Please show all lines of the records that include "sculpted".

Data for this exercise:
========

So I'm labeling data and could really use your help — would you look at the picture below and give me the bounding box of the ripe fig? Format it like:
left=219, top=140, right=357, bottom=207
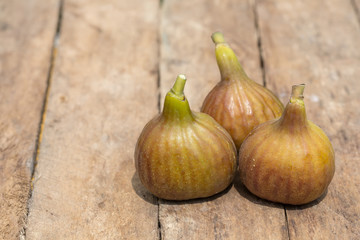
left=135, top=74, right=237, bottom=200
left=239, top=84, right=335, bottom=205
left=201, top=32, right=284, bottom=149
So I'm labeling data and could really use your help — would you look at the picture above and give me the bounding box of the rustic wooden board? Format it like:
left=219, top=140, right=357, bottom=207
left=257, top=0, right=360, bottom=239
left=0, top=0, right=357, bottom=239
left=0, top=0, right=59, bottom=239
left=26, top=0, right=160, bottom=239
left=159, top=0, right=288, bottom=239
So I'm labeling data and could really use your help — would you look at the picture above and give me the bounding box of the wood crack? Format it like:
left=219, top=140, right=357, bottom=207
left=157, top=0, right=163, bottom=113
left=253, top=0, right=290, bottom=239
left=157, top=198, right=163, bottom=240
left=284, top=206, right=291, bottom=240
left=20, top=0, right=64, bottom=238
left=157, top=1, right=164, bottom=239
left=253, top=0, right=267, bottom=87
left=157, top=68, right=161, bottom=113
left=351, top=0, right=360, bottom=28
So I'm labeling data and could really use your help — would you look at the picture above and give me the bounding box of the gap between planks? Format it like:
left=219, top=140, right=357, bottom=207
left=351, top=0, right=360, bottom=27
left=283, top=205, right=291, bottom=240
left=157, top=1, right=164, bottom=239
left=253, top=0, right=291, bottom=239
left=253, top=0, right=267, bottom=87
left=21, top=0, right=65, bottom=238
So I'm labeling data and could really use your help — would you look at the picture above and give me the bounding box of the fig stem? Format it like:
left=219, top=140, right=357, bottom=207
left=291, top=84, right=305, bottom=102
left=212, top=32, right=226, bottom=44
left=211, top=32, right=250, bottom=82
left=163, top=74, right=193, bottom=122
left=171, top=74, right=187, bottom=97
left=279, top=84, right=307, bottom=128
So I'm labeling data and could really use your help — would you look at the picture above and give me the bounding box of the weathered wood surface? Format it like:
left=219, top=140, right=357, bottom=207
left=1, top=0, right=359, bottom=239
left=159, top=0, right=287, bottom=239
left=25, top=0, right=160, bottom=239
left=258, top=0, right=360, bottom=239
left=0, top=1, right=59, bottom=239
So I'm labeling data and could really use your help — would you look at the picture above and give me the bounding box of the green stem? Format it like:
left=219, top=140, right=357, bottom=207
left=171, top=74, right=186, bottom=97
left=211, top=31, right=249, bottom=82
left=212, top=32, right=226, bottom=44
left=290, top=84, right=305, bottom=104
left=278, top=84, right=307, bottom=129
left=162, top=74, right=193, bottom=122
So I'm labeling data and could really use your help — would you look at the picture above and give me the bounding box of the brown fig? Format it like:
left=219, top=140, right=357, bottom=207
left=238, top=84, right=335, bottom=205
left=201, top=32, right=284, bottom=149
left=135, top=74, right=237, bottom=200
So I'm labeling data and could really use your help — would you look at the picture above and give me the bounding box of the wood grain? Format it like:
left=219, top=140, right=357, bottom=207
left=159, top=0, right=288, bottom=239
left=26, top=0, right=160, bottom=239
left=257, top=0, right=360, bottom=239
left=0, top=1, right=59, bottom=239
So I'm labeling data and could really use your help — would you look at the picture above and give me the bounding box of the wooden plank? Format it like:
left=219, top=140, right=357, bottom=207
left=26, top=0, right=160, bottom=239
left=159, top=0, right=288, bottom=239
left=0, top=1, right=59, bottom=239
left=257, top=0, right=360, bottom=239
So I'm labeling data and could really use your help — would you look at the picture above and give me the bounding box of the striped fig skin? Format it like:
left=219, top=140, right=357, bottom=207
left=201, top=80, right=284, bottom=149
left=238, top=86, right=335, bottom=205
left=135, top=112, right=237, bottom=200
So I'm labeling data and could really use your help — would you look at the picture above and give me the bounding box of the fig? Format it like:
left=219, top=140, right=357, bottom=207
left=201, top=32, right=284, bottom=149
left=238, top=84, right=335, bottom=205
left=135, top=74, right=237, bottom=200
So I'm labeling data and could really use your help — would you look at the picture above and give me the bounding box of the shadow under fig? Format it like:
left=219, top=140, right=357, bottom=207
left=131, top=171, right=157, bottom=205
left=233, top=172, right=328, bottom=210
left=159, top=182, right=233, bottom=206
left=132, top=170, right=328, bottom=208
left=131, top=171, right=232, bottom=205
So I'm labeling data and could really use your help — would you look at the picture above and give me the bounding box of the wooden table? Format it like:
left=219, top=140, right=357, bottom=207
left=1, top=0, right=359, bottom=239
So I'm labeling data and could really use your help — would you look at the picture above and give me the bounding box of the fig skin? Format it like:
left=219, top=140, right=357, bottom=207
left=135, top=74, right=237, bottom=200
left=238, top=84, right=335, bottom=205
left=201, top=32, right=284, bottom=149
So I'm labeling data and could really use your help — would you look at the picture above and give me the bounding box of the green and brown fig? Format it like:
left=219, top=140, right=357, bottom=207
left=238, top=84, right=335, bottom=205
left=201, top=32, right=284, bottom=149
left=135, top=74, right=237, bottom=200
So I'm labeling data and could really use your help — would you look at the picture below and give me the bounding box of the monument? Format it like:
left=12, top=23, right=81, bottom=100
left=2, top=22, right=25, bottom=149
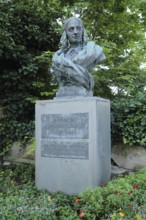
left=35, top=17, right=111, bottom=194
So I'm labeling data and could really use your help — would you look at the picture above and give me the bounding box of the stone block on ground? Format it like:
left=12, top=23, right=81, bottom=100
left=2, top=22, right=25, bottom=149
left=4, top=142, right=35, bottom=164
left=112, top=145, right=146, bottom=170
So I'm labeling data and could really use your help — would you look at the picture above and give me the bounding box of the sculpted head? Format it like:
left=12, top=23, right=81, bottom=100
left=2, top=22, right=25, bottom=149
left=60, top=17, right=88, bottom=52
left=65, top=17, right=83, bottom=44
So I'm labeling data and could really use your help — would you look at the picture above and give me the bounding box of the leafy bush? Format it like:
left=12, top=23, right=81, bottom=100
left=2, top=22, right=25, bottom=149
left=0, top=0, right=62, bottom=154
left=111, top=90, right=146, bottom=147
left=0, top=0, right=145, bottom=156
left=0, top=164, right=146, bottom=219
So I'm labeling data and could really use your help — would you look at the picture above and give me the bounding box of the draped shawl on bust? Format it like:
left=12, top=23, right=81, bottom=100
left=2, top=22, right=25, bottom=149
left=52, top=41, right=105, bottom=91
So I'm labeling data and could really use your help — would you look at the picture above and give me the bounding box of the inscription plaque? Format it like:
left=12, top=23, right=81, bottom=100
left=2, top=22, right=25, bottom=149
left=41, top=113, right=89, bottom=139
left=41, top=140, right=89, bottom=159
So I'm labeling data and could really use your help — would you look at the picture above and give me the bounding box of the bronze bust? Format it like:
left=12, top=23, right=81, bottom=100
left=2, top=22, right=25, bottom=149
left=52, top=17, right=106, bottom=98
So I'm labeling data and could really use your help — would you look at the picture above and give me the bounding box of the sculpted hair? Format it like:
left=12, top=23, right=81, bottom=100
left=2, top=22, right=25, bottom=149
left=60, top=17, right=88, bottom=52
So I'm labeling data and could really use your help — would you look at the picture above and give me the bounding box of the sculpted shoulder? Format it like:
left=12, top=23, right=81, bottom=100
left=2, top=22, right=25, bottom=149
left=52, top=49, right=63, bottom=62
left=86, top=41, right=103, bottom=55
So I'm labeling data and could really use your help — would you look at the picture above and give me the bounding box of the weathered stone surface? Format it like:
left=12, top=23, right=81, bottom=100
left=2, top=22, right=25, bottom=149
left=111, top=165, right=128, bottom=175
left=55, top=85, right=93, bottom=98
left=111, top=165, right=136, bottom=179
left=4, top=142, right=35, bottom=164
left=6, top=142, right=25, bottom=158
left=41, top=140, right=89, bottom=159
left=41, top=113, right=89, bottom=139
left=112, top=145, right=146, bottom=170
left=35, top=97, right=111, bottom=194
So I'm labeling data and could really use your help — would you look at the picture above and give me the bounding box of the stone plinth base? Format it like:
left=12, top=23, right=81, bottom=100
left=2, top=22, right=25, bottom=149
left=35, top=97, right=111, bottom=194
left=55, top=85, right=93, bottom=98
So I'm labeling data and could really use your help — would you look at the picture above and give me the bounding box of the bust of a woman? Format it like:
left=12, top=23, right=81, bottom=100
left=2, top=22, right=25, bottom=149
left=52, top=17, right=106, bottom=98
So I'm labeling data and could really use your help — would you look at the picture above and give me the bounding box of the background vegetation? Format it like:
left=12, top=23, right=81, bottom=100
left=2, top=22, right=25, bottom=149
left=0, top=0, right=146, bottom=155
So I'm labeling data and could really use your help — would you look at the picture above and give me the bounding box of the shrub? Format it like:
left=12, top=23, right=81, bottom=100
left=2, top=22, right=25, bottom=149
left=111, top=90, right=146, bottom=147
left=0, top=164, right=146, bottom=219
left=0, top=0, right=62, bottom=154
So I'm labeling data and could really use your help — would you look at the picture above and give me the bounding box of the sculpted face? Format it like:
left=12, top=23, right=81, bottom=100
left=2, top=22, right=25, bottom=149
left=66, top=19, right=83, bottom=44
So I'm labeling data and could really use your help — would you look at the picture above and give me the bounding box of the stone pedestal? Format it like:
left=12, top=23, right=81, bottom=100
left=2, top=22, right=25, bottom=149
left=35, top=97, right=111, bottom=194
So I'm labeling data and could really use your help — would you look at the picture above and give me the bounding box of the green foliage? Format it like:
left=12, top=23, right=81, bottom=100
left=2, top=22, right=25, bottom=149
left=33, top=50, right=58, bottom=99
left=81, top=0, right=146, bottom=99
left=111, top=77, right=146, bottom=146
left=0, top=0, right=146, bottom=151
left=78, top=188, right=103, bottom=219
left=101, top=170, right=146, bottom=219
left=54, top=0, right=146, bottom=147
left=0, top=164, right=146, bottom=219
left=0, top=0, right=62, bottom=154
left=110, top=67, right=146, bottom=147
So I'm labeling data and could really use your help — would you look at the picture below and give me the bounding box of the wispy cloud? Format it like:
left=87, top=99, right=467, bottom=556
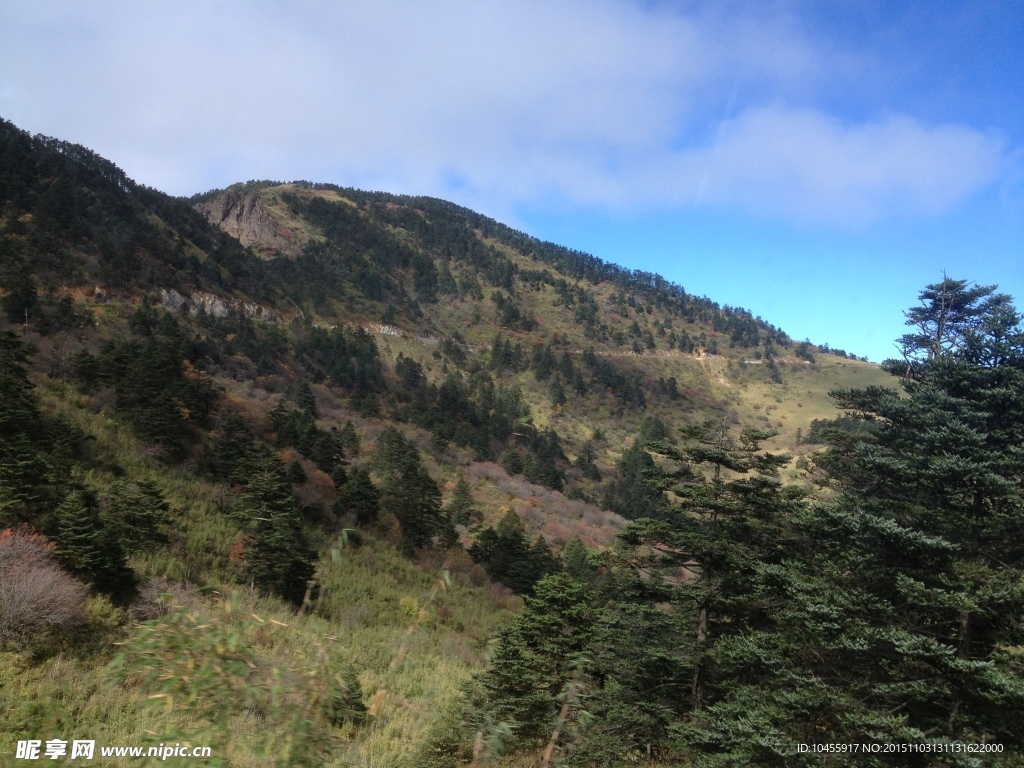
left=0, top=0, right=1014, bottom=226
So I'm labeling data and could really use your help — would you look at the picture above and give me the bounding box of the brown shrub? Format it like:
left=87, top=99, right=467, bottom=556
left=486, top=581, right=518, bottom=611
left=128, top=576, right=195, bottom=622
left=0, top=527, right=87, bottom=648
left=294, top=465, right=337, bottom=511
left=442, top=548, right=488, bottom=587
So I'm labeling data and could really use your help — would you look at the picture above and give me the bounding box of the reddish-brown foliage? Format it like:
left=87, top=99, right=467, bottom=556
left=0, top=527, right=87, bottom=648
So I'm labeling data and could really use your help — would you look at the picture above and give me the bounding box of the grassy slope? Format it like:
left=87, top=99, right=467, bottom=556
left=1, top=147, right=895, bottom=765
left=1, top=360, right=517, bottom=767
left=241, top=183, right=894, bottom=453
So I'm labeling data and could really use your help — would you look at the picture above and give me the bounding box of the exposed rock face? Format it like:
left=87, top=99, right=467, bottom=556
left=194, top=190, right=302, bottom=257
left=160, top=288, right=295, bottom=323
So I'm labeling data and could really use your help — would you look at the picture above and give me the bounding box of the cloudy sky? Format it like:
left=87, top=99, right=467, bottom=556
left=2, top=0, right=1021, bottom=361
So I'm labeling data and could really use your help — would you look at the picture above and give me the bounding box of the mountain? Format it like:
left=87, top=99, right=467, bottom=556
left=12, top=117, right=1021, bottom=766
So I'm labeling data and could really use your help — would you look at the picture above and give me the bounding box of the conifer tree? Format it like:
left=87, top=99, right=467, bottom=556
left=56, top=490, right=136, bottom=600
left=474, top=574, right=593, bottom=742
left=101, top=478, right=170, bottom=553
left=332, top=465, right=380, bottom=527
left=548, top=375, right=566, bottom=407
left=602, top=441, right=666, bottom=520
left=645, top=420, right=797, bottom=712
left=293, top=379, right=318, bottom=417
left=233, top=461, right=315, bottom=603
left=573, top=441, right=602, bottom=482
left=445, top=477, right=476, bottom=526
left=560, top=537, right=592, bottom=584
left=469, top=510, right=559, bottom=595
left=691, top=281, right=1024, bottom=762
left=0, top=331, right=49, bottom=525
left=371, top=426, right=446, bottom=553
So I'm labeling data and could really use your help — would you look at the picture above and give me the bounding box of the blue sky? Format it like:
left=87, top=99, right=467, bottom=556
left=1, top=1, right=1021, bottom=361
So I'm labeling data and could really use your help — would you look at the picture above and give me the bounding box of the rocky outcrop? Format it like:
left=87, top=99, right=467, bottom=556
left=160, top=288, right=295, bottom=323
left=194, top=190, right=302, bottom=257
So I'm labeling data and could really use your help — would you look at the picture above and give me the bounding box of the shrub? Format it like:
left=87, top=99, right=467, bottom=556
left=0, top=527, right=87, bottom=649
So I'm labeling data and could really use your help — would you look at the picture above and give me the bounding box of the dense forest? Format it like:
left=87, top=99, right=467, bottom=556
left=2, top=116, right=1022, bottom=766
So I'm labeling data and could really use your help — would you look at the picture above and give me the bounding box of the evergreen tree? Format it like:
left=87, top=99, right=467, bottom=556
left=573, top=441, right=602, bottom=482
left=445, top=477, right=476, bottom=526
left=234, top=461, right=315, bottom=603
left=332, top=465, right=381, bottom=527
left=689, top=281, right=1024, bottom=762
left=1, top=270, right=38, bottom=324
left=293, top=379, right=318, bottom=417
left=208, top=412, right=258, bottom=481
left=338, top=420, right=361, bottom=456
left=469, top=510, right=559, bottom=595
left=371, top=426, right=447, bottom=553
left=602, top=441, right=666, bottom=520
left=522, top=427, right=567, bottom=491
left=560, top=538, right=591, bottom=584
left=548, top=375, right=566, bottom=407
left=45, top=412, right=88, bottom=503
left=564, top=601, right=691, bottom=766
left=532, top=342, right=555, bottom=381
left=286, top=459, right=308, bottom=485
left=474, top=574, right=593, bottom=742
left=56, top=490, right=136, bottom=600
left=0, top=331, right=49, bottom=525
left=101, top=478, right=170, bottom=553
left=894, top=274, right=999, bottom=368
left=645, top=420, right=796, bottom=712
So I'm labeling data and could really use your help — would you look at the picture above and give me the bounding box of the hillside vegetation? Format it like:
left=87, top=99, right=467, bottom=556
left=3, top=116, right=1023, bottom=766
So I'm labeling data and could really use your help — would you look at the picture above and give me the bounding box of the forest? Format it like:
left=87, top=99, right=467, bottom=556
left=1, top=115, right=1022, bottom=766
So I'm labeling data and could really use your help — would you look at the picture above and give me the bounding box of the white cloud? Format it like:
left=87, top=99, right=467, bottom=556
left=680, top=106, right=1007, bottom=224
left=0, top=0, right=1013, bottom=225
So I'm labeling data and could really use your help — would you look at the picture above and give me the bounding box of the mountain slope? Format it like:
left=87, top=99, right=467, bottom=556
left=0, top=116, right=906, bottom=765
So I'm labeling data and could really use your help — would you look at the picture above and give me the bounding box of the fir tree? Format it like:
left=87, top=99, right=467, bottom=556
left=0, top=331, right=49, bottom=525
left=234, top=461, right=315, bottom=603
left=56, top=490, right=136, bottom=600
left=601, top=441, right=666, bottom=520
left=371, top=426, right=447, bottom=553
left=548, top=375, right=566, bottom=407
left=658, top=421, right=796, bottom=710
left=101, top=478, right=170, bottom=553
left=445, top=477, right=476, bottom=526
left=469, top=510, right=559, bottom=595
left=474, top=574, right=593, bottom=742
left=573, top=441, right=602, bottom=482
left=560, top=537, right=592, bottom=584
left=690, top=281, right=1024, bottom=761
left=332, top=466, right=381, bottom=527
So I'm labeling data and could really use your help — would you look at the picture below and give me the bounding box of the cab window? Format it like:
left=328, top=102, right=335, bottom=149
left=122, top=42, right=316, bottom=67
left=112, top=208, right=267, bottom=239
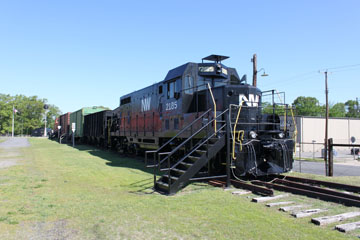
left=184, top=75, right=194, bottom=94
left=167, top=81, right=175, bottom=99
left=167, top=78, right=181, bottom=99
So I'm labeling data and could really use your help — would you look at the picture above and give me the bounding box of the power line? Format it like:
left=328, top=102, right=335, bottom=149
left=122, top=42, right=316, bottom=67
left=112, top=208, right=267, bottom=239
left=258, top=63, right=360, bottom=90
left=260, top=73, right=319, bottom=88
left=331, top=66, right=360, bottom=73
left=321, top=63, right=360, bottom=71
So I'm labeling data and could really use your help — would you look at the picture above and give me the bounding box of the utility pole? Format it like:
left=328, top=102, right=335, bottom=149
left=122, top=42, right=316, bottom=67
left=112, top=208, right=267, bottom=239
left=252, top=54, right=257, bottom=87
left=43, top=104, right=49, bottom=137
left=12, top=105, right=15, bottom=137
left=324, top=71, right=329, bottom=176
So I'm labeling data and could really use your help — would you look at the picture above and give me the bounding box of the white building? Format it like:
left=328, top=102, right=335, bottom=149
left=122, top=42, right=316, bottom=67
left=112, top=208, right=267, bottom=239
left=294, top=116, right=360, bottom=152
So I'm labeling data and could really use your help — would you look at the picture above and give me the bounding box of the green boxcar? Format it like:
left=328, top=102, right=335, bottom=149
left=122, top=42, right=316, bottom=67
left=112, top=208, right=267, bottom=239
left=70, top=106, right=109, bottom=139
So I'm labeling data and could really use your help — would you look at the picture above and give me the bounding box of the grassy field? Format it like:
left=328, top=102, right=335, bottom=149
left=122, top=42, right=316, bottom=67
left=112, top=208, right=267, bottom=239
left=0, top=138, right=358, bottom=239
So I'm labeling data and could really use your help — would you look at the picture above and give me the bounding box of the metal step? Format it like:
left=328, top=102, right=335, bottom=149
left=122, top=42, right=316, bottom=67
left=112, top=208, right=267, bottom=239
left=162, top=174, right=179, bottom=181
left=171, top=168, right=186, bottom=176
left=201, top=143, right=215, bottom=150
left=156, top=181, right=169, bottom=188
left=188, top=156, right=200, bottom=162
left=195, top=149, right=207, bottom=155
left=161, top=174, right=179, bottom=183
left=179, top=162, right=193, bottom=168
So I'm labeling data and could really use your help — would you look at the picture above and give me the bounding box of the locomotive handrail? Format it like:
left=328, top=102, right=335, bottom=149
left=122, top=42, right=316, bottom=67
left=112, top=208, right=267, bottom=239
left=145, top=108, right=212, bottom=167
left=165, top=123, right=227, bottom=171
left=207, top=83, right=217, bottom=134
left=232, top=101, right=244, bottom=159
left=144, top=150, right=157, bottom=167
left=158, top=108, right=229, bottom=168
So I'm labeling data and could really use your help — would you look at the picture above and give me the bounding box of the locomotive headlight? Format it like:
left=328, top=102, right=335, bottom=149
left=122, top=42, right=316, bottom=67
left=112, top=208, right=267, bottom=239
left=278, top=132, right=285, bottom=139
left=249, top=131, right=257, bottom=139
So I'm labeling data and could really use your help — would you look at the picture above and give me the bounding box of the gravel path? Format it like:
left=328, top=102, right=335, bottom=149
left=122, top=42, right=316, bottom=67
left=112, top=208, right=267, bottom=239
left=0, top=137, right=30, bottom=149
left=0, top=137, right=29, bottom=169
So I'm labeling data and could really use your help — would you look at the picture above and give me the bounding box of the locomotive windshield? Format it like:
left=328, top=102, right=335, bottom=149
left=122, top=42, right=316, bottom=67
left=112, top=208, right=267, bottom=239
left=198, top=66, right=214, bottom=72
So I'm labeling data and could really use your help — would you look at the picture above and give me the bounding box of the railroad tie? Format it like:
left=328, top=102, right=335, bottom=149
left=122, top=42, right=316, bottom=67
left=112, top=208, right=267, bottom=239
left=311, top=212, right=360, bottom=226
left=279, top=205, right=307, bottom=212
left=252, top=194, right=289, bottom=203
left=335, top=221, right=360, bottom=233
left=232, top=190, right=251, bottom=195
left=266, top=201, right=294, bottom=207
left=291, top=209, right=327, bottom=218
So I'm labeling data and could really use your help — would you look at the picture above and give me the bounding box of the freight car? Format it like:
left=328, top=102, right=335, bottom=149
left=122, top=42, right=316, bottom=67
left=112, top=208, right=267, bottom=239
left=59, top=112, right=71, bottom=137
left=83, top=110, right=111, bottom=145
left=70, top=106, right=109, bottom=142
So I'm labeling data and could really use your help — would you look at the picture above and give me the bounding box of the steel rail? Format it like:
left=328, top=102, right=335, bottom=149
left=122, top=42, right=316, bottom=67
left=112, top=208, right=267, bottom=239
left=208, top=179, right=274, bottom=196
left=277, top=175, right=360, bottom=193
left=251, top=180, right=360, bottom=208
left=273, top=179, right=360, bottom=202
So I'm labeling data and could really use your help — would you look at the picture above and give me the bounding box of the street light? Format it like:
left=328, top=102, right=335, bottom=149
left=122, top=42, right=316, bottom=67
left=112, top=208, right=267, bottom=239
left=257, top=68, right=269, bottom=77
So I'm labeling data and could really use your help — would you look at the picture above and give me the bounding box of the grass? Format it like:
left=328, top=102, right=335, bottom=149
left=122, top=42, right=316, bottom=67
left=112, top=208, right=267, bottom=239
left=294, top=157, right=324, bottom=162
left=0, top=138, right=358, bottom=239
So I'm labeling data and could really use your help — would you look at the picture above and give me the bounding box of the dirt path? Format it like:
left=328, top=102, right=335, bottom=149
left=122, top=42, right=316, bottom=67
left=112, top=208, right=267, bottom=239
left=0, top=137, right=29, bottom=169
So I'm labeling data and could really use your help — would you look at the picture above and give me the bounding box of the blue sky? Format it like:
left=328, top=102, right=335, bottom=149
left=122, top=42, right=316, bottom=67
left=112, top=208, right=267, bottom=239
left=1, top=0, right=359, bottom=113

========

Output of the task:
So I'm labeling data and could really use your help — would you look at the picture above and give me the bounding box of the sculpted head? Format it like:
So I'm labeling data and could really use your help — would you look at the picture above and give me the bounding box of the sculpted hair? Format it like:
So I'm labeling data and could really use your help — would you look at the picture above and give me the bounding box of the sculpted shoulder? Format it like:
So I'm labeling data and could really use your help — would you look at the picture above and give me the bounding box of the sculpted face? Format it like:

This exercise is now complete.